Work required
Print every line of the data below word for word, without changing anything.

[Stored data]
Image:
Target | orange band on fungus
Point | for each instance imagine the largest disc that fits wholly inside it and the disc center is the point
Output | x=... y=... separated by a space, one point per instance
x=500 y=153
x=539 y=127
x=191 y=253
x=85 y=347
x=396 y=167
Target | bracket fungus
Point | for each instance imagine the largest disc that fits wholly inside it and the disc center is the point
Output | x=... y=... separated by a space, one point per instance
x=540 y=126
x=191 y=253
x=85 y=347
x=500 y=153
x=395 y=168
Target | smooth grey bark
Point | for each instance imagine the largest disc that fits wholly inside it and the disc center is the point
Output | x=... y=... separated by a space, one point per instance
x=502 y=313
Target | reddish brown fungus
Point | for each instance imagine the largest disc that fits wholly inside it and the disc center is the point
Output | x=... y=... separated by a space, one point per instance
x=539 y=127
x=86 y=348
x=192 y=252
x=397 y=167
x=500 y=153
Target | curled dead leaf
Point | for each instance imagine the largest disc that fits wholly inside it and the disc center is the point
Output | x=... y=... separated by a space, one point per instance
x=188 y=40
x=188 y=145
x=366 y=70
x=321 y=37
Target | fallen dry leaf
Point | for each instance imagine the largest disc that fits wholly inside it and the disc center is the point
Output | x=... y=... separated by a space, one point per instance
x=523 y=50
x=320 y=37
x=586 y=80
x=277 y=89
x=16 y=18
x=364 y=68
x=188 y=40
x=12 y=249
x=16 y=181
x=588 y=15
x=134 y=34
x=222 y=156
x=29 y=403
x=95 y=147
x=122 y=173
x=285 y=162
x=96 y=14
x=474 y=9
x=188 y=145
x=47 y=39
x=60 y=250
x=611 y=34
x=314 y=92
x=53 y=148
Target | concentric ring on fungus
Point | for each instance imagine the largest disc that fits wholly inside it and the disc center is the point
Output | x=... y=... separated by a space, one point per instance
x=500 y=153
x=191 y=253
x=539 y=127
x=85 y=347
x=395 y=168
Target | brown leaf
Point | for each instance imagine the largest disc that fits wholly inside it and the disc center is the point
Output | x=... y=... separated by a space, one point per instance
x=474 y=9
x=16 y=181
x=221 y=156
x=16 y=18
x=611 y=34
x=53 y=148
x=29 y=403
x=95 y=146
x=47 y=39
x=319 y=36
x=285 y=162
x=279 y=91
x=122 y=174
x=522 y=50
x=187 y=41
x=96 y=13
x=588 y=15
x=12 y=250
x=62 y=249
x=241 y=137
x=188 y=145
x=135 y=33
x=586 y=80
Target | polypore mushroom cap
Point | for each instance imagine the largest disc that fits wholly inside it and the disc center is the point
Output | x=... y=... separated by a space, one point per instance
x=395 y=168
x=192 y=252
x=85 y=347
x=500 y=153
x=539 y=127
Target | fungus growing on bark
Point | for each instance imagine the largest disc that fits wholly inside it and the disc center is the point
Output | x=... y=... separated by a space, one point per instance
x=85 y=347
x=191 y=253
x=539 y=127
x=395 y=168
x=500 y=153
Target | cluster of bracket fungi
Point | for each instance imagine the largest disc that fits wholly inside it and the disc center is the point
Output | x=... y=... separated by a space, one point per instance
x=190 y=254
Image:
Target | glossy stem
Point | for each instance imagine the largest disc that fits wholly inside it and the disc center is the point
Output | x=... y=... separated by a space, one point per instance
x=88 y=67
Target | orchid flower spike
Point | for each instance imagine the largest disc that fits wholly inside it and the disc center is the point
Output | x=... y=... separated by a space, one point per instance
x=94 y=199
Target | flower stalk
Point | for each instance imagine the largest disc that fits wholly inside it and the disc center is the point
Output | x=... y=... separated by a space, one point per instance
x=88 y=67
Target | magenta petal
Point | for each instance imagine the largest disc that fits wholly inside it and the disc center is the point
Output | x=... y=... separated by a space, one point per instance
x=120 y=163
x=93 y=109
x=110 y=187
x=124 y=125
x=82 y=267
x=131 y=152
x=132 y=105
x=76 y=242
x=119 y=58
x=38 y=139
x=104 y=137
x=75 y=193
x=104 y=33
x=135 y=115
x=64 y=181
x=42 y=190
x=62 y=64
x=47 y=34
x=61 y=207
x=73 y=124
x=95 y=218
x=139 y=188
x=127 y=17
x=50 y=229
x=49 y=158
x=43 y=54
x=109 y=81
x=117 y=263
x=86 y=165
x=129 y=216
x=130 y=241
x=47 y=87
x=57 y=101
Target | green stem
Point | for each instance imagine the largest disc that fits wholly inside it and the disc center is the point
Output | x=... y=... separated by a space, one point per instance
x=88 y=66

Correct output
Image:
Target | orange band on fungus
Point | for each instance imagine the largest disc that fits wholly inside it and the disc center is the point
Output | x=... y=... separated by a space, one point per instance
x=500 y=153
x=539 y=127
x=191 y=253
x=85 y=347
x=396 y=167
Target | bracket fungus
Point | for each instance imagine the largest disc that fits wholly inside it and the disc center is the point
Output | x=... y=... separated by a space, one point per instance
x=540 y=126
x=191 y=253
x=85 y=347
x=500 y=153
x=395 y=168
Target | smooth grey bark
Point | for each instance imagine the largest disc that fits wholly inside it and the disc center is the point
Output | x=... y=... separated by a space, one point per instance
x=502 y=313
Target | reddish brown fungus
Point | for each instance imagine the largest disc that fits wholly inside it and the disc center is the point
Output | x=... y=... separated by a space, one point per instance
x=539 y=127
x=86 y=348
x=192 y=252
x=397 y=167
x=500 y=153
Target | curled dead leaf
Point | for each instance imagine the largest disc that fits wholly inside it and the disc center is the point
Output | x=... y=... separated by a space, one point per instance
x=188 y=40
x=188 y=145
x=366 y=70
x=321 y=37
Target | fallen dry leaf
Point | for each instance imagine the largest disc that fits wholly inside it and the disc center is the point
Output | x=... y=... separated by a space, one point per instance
x=523 y=50
x=320 y=37
x=586 y=80
x=277 y=89
x=16 y=18
x=364 y=68
x=188 y=40
x=12 y=249
x=16 y=181
x=588 y=15
x=134 y=34
x=222 y=156
x=29 y=403
x=95 y=147
x=122 y=173
x=285 y=162
x=96 y=14
x=474 y=9
x=188 y=145
x=47 y=39
x=60 y=250
x=611 y=34
x=314 y=92
x=53 y=148
Target | concentric ring on fungus
Point | for each instance imagine the largest disc that fits wholly inside it and the disc center is the point
Output | x=... y=... separated by a space, one point per instance
x=500 y=153
x=191 y=253
x=539 y=127
x=85 y=347
x=395 y=168
Target | brown leaf
Point | for each instance imagine the largest disc that fits wholly inside it and the disc center is the point
Output | x=... y=... separated by a space, one point per instance
x=474 y=9
x=16 y=181
x=221 y=156
x=16 y=18
x=611 y=34
x=53 y=148
x=29 y=403
x=95 y=146
x=47 y=39
x=319 y=36
x=285 y=162
x=279 y=91
x=122 y=174
x=522 y=50
x=187 y=41
x=96 y=13
x=588 y=15
x=12 y=250
x=62 y=249
x=241 y=137
x=188 y=145
x=135 y=33
x=586 y=80
Target | polypore mushroom cap
Point | for each instance imagine the largest disc that fits wholly inside it and the disc center is the point
Output | x=... y=... separated by a space, one point per instance
x=395 y=168
x=192 y=252
x=85 y=347
x=500 y=153
x=539 y=127
Target | fungus growing on bark
Point | for each instance imagine the largest disc that fits wholly inside it and the disc center is the point
Output | x=... y=... separated by a space, one point per instance
x=85 y=347
x=191 y=253
x=539 y=127
x=395 y=168
x=500 y=153
Target | cluster of bracket fungi
Point | for each instance imagine the largest disc that fits wholly inside it and the disc center is the point
Output | x=... y=... separated by a space, one point per instance
x=190 y=254
Image:
Target | glossy stem
Point | for each instance imagine the largest disc that fits wholly inside it and the disc center is the point
Output | x=... y=... separated by a space, one point per instance
x=88 y=67
Target | orchid flower spike
Point | for each instance imagine the largest disc that fits wholly inside it and the disc center is the point
Output | x=... y=... separated by a space, one point per instance
x=94 y=199
Target | flower stalk
Point | for each instance imagine the largest disc that fits wholly inside it and the disc center is the point
Output | x=... y=... separated by a space, one point per instance
x=88 y=67
Target | magenta petal
Point | for each instance imagine the largest disc that fits wholly inside it and the disc center is the point
Output | x=... y=... separated by a space, one point per instance
x=120 y=163
x=93 y=109
x=110 y=187
x=124 y=125
x=82 y=267
x=131 y=152
x=132 y=105
x=76 y=242
x=119 y=58
x=38 y=139
x=104 y=137
x=75 y=193
x=104 y=33
x=135 y=115
x=64 y=181
x=42 y=190
x=62 y=64
x=47 y=34
x=61 y=207
x=73 y=124
x=95 y=218
x=139 y=188
x=127 y=17
x=50 y=229
x=49 y=158
x=43 y=54
x=109 y=81
x=117 y=263
x=86 y=165
x=129 y=216
x=130 y=241
x=47 y=87
x=57 y=101
Target | green stem
Point | for each instance imagine the largest disc that fits wholly inside it and the disc center is the point
Output | x=... y=... separated by a space, one point per instance
x=88 y=66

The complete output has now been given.